● DOCUMENT TEXT:
- - - - - - -

Strumming up business!!

ROYCE

Carpal tunnel level member
Location
Vermont
So I made the decision in winter to start my own tree company. I have dedicated all winter to researching everything about owning your own business. I have talked with accountants, insurance agencies, state officials, a few tree business owners and a lot of friends of mine.
I have purchased a truck, skid steer with grapple, saws, pruning tools, cabling tools, and am looking into getting a brush chipper in a few weeks.
My question is how do I get business. I have made flyers, constructed a web-site, I plant to put an add in the paper when my general liability insurance is finalized. I want to connect with clients that need tree work. I don't want to wait for my phone to ring, I want to be busy trying to get jobs.
Any other idea's on how to strum up business for a first time business. I am going to be a small operation offering many services to my clients, I just need the clients to offer the services to.

- - - - - - -

● RECORD EXTRACTS:

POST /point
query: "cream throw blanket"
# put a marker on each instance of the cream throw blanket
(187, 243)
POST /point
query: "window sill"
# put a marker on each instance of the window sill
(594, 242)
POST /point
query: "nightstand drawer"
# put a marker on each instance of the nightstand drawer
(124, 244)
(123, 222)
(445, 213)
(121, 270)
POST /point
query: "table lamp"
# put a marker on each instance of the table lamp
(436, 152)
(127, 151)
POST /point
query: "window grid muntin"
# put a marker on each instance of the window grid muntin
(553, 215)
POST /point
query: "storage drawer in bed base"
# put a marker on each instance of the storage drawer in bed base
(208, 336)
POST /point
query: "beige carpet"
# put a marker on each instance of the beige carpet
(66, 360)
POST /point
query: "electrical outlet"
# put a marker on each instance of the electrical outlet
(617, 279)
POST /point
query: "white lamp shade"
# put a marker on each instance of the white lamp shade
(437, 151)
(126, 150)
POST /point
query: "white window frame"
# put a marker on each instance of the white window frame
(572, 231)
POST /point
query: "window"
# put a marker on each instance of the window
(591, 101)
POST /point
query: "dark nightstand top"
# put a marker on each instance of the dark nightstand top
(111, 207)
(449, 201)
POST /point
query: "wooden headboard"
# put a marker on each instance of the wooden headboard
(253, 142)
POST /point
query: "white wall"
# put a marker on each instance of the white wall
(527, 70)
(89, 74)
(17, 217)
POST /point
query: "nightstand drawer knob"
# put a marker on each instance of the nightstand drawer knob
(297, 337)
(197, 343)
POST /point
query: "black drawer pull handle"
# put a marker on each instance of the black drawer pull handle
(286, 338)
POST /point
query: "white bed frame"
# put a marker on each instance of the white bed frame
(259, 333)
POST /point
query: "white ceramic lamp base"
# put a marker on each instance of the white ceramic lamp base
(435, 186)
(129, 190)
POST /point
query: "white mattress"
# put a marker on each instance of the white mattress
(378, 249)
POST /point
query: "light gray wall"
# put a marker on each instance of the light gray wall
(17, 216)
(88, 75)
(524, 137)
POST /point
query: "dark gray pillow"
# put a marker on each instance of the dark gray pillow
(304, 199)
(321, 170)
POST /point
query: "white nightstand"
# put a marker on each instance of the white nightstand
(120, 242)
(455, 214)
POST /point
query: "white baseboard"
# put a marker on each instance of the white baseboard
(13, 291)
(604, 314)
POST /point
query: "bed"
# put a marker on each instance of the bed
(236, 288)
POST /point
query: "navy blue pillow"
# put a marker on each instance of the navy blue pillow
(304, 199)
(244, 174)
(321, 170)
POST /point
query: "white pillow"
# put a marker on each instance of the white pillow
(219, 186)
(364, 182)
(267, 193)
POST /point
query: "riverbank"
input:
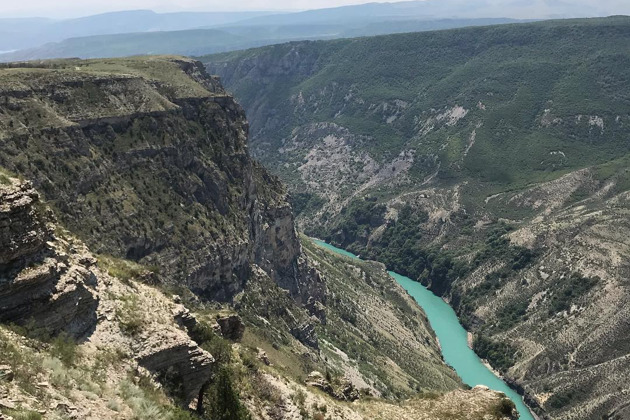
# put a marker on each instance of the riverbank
(453, 339)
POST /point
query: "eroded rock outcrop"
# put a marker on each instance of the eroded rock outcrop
(42, 284)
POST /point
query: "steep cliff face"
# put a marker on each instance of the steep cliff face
(147, 159)
(41, 284)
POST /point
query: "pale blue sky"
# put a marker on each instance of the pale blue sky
(73, 8)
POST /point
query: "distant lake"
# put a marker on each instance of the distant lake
(452, 336)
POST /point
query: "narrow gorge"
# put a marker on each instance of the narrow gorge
(150, 269)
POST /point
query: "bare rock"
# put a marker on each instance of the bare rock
(40, 279)
(175, 358)
(317, 380)
(231, 327)
(262, 356)
(306, 334)
(6, 373)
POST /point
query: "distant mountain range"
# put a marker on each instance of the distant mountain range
(146, 32)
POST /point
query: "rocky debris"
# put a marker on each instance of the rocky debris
(6, 373)
(317, 380)
(41, 281)
(23, 231)
(7, 404)
(175, 358)
(184, 318)
(207, 177)
(306, 334)
(345, 391)
(231, 327)
(262, 356)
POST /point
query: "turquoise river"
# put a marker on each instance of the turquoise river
(453, 338)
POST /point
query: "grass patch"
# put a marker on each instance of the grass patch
(130, 315)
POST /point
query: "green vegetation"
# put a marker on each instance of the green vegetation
(21, 414)
(224, 402)
(499, 354)
(131, 317)
(567, 291)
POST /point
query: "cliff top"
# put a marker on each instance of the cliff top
(183, 76)
(62, 93)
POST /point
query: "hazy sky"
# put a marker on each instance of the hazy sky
(73, 8)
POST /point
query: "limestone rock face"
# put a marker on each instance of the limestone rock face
(231, 327)
(155, 170)
(173, 356)
(345, 391)
(40, 283)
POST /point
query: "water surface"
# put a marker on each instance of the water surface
(453, 338)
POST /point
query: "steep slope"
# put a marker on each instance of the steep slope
(488, 163)
(145, 160)
(215, 39)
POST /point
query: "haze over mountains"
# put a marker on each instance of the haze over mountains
(142, 32)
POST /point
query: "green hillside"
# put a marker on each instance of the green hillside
(490, 164)
(533, 90)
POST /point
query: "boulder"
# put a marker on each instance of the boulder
(6, 373)
(231, 327)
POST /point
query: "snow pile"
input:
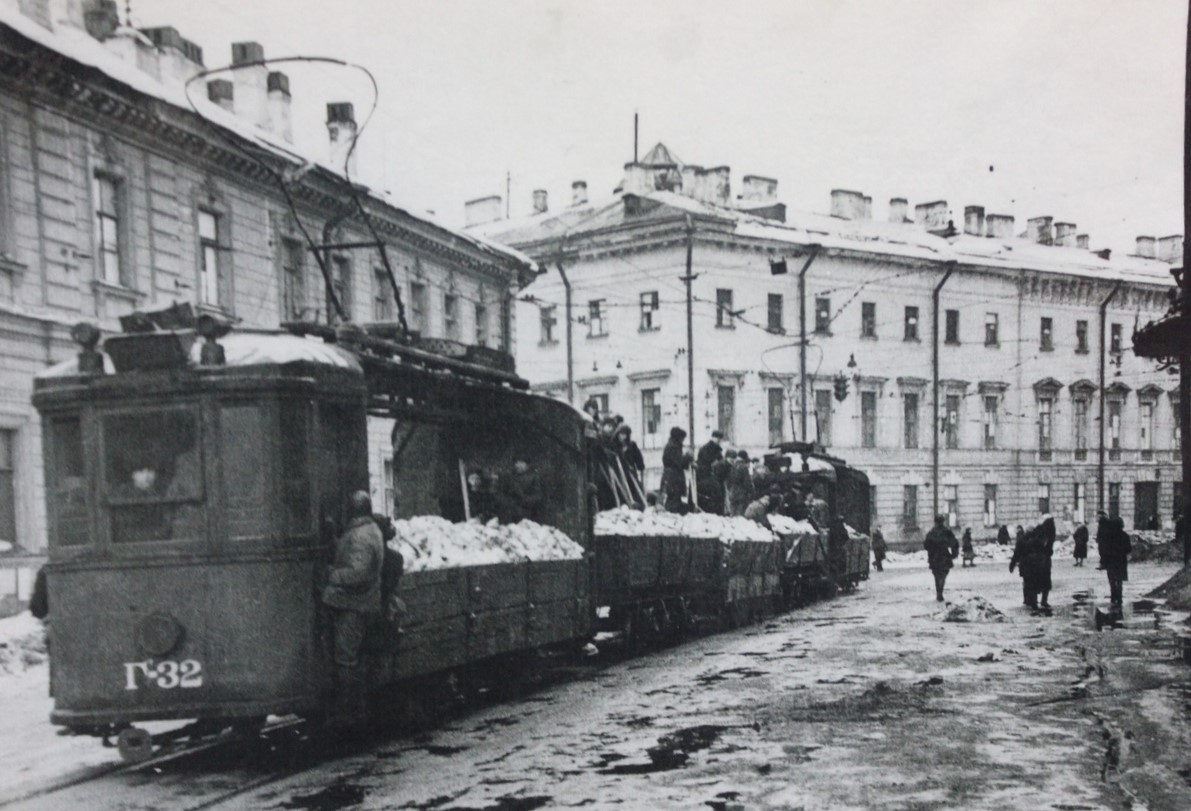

- - - - - - -

● THINGS TO DO:
1. In the forum post about starting a tree company, which piece of equipment is the poster planning to look into getting in a few weeks?
2. Continue the forum post about starting a tree company from the point where it ends.

● EXPECTED OUTPUTS:
1. A brush chipper.

2.
Hi Royce,

If you'd like, I can have a look at your website and talk with you about some other internet-based marketing options you might want to look into. I'm next door in Rhode Island (lived in Massachusetts over 30 years--I looked at your profile on the Buzz). Is it possible for you to volunteer near your "base" on a Mass Arborist Assoication's Arbor Day of Service coming up in the next week? You could get some visibility working with other pros on a public project and if you get some passersby asking questions, give 'em your business card/flyer (what I call your propaganda!). Lot of communities organize some kind of spring clean up in parks and playgrounds and nature trails where they look for volunteers--you can leverage that because every person you now meet is a potential client. Every municipality in Massachusetts must have a designated Tree Warden, so maybe the towns/cities in your area have someone you can talk to about being a new business in the area and if they have someone who has a private tree the town won't help them with, they can steer the person to you for consideration.

You can find me via www.yourvirtualsherpa.com if you want to talk. Good luck!
 
Carol,
Thanks for the help. I have moved out of Massachusetts and started my business a bit north, in Vermont. Its much harder to get business in this area, but people do care about their trees around here too. I just need to brake into that world.
Please have a look at my web-site. It was designed and built by my wife and myself. We are not professionals and just wanted to get something on the web to help people connect with us. I would love any advice.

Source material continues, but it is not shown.